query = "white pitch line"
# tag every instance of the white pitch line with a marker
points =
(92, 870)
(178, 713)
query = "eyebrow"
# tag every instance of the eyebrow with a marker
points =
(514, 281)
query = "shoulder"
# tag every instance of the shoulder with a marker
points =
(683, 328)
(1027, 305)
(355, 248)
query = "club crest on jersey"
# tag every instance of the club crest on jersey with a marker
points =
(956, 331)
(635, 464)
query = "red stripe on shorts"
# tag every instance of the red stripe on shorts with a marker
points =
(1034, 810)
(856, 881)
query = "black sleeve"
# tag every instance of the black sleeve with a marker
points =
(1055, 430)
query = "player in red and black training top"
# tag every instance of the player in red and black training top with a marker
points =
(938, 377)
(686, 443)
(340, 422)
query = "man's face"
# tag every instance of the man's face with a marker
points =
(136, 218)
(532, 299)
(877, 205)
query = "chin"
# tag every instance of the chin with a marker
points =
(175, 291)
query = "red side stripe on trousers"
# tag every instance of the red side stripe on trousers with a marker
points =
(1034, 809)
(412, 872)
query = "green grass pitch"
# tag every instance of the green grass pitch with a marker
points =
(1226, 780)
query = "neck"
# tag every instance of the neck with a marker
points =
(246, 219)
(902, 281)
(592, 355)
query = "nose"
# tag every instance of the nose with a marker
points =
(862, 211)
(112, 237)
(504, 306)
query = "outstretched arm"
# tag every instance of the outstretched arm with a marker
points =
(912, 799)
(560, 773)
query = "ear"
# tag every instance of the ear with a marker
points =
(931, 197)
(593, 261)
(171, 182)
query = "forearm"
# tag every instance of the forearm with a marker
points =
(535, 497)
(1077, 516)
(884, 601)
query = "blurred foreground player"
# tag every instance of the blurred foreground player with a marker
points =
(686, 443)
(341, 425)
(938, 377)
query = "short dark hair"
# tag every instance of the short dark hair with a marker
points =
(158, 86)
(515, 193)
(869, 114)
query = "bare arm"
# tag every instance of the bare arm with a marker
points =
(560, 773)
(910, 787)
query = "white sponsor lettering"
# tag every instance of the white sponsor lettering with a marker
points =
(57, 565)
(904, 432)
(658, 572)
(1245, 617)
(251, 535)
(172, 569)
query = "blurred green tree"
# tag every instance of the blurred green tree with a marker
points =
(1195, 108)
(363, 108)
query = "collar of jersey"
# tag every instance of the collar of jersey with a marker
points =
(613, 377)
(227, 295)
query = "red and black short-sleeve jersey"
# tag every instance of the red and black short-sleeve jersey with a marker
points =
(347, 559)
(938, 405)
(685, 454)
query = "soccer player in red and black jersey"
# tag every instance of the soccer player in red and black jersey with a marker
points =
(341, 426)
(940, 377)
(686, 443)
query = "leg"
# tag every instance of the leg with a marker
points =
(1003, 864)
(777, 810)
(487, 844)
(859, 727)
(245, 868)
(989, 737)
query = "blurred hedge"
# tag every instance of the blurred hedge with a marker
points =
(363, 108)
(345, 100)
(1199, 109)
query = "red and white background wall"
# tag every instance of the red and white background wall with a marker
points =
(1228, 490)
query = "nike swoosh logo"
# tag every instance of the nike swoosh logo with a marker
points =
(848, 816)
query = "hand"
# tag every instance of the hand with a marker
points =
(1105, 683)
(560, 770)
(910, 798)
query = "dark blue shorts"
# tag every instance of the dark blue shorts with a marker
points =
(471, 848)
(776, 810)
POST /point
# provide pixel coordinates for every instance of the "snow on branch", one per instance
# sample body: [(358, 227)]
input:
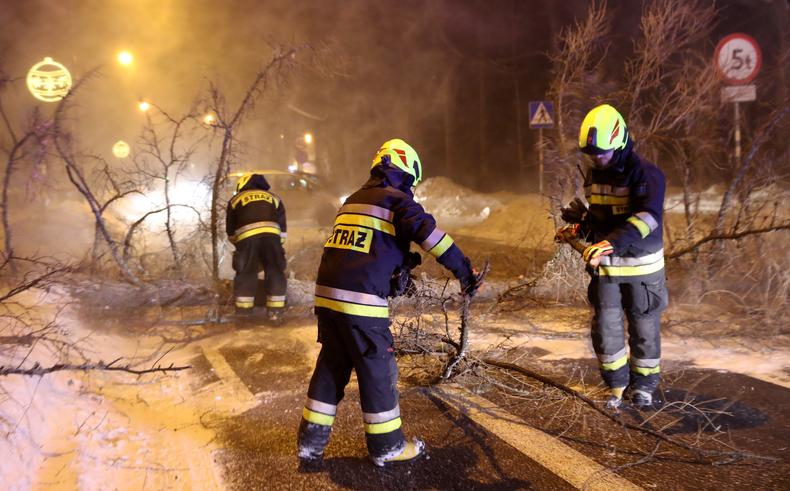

To be done :: Reproduce all of the records above word for word, omitting the pictures.

Result below ::
query = "white pitch line"
# tag every instance of the white pitch line with a marker
points =
(92, 870)
(178, 713)
query = "eyebrow"
# tag every instance of the eyebrow with a marker
points =
(514, 281)
query = "shoulder"
# tag every instance of the shoulder with a marker
points =
(683, 328)
(1027, 305)
(355, 248)
query = "club crest on jersey"
# tag every instance of the club crest on jersey with a marker
points =
(956, 331)
(635, 464)
query = "red stripe on shorts"
# tag every instance of the red stripe on shorts with a marker
points =
(1034, 810)
(856, 881)
query = "black sleeve"
# tag every instance of the black sleeve with a marker
points =
(1055, 430)
query = "player in red and black training top"
# tag every instance of the player in red and black training top with a marker
points =
(938, 377)
(686, 443)
(340, 422)
query = "man's face"
# tag every instance of the man's face with a marker
points =
(136, 218)
(532, 299)
(877, 205)
query = "chin"
# tag every instance of the chin with a marker
points =
(175, 291)
query = "red side stripe on trousers"
# tag every instance of the red side stripe on trousers with a marker
points =
(1034, 809)
(412, 872)
query = "green grass pitch"
# tag every instance of the green grass pitch with a marker
points =
(1226, 780)
query = "neck"
# tag every instance of the neck with a marker
points =
(246, 219)
(902, 281)
(592, 355)
query = "nose"
# tag every instance of the nose with a marker
points =
(862, 211)
(112, 237)
(504, 306)
query = "outstretched arm"
# tag every instance of the outstretched arm with a marker
points =
(912, 799)
(560, 773)
query = "ear"
# tag every instance of the ear with a marker
points =
(931, 197)
(593, 261)
(171, 182)
query = "forearm"
# tag every instance of the forearm with a marker
points =
(535, 497)
(1077, 516)
(884, 601)
query = "blurred foreground player"
# tag every instance of the blurred foreground player with a marker
points =
(686, 443)
(341, 425)
(938, 377)
query = "short dark hair"
# tag every instance of the short dark hair with a marker
points =
(158, 86)
(515, 193)
(869, 114)
query = "bare arm"
# tag every instance of the bare arm with a marker
points =
(560, 773)
(910, 787)
query = "white sponsor lettering"
# tag every instance of the white sponsor lettering with a marker
points =
(57, 565)
(904, 432)
(658, 572)
(1245, 617)
(251, 535)
(172, 569)
query = "blurred green tree"
# tag every instance of the blurred green tree with a marker
points =
(1195, 108)
(363, 108)
query = "collar of jersey"
# tag every instance of the collar of jersey with a marker
points =
(613, 377)
(227, 295)
query = "red and black short-sleeve jersey"
# tag every instance of the red and black short-sleeve jersey with a marker
points =
(347, 559)
(938, 405)
(685, 454)
query = "soccer player in red and black jersey"
# tag every instance of the soccer player in red and black jersey with a marker
points =
(341, 426)
(940, 377)
(686, 443)
query = "leg"
# tag every instance of the leg with a marker
points =
(1003, 864)
(777, 810)
(487, 844)
(859, 727)
(245, 868)
(989, 737)
query = "blurred hedge"
# tag every instance of the blurred hedge with a marker
points =
(363, 108)
(345, 100)
(1199, 109)
query = "red and white background wall"
# tag every instance of the red and white background wall with a marker
points =
(1228, 490)
query = "nike swoosh logo"
# tag every instance of the nike swoosh logo with a marker
points =
(848, 816)
query = "hand"
# tag every instance of the hand with a marker
points =
(1105, 683)
(560, 770)
(910, 798)
query = "dark blue shorts"
# tag every instance of the dark blue shorts with a marker
points =
(471, 848)
(776, 810)
POST /point
# provide pixel coordinates for every instance of the "snow on branch", one per instance
# sample body: [(358, 227)]
input:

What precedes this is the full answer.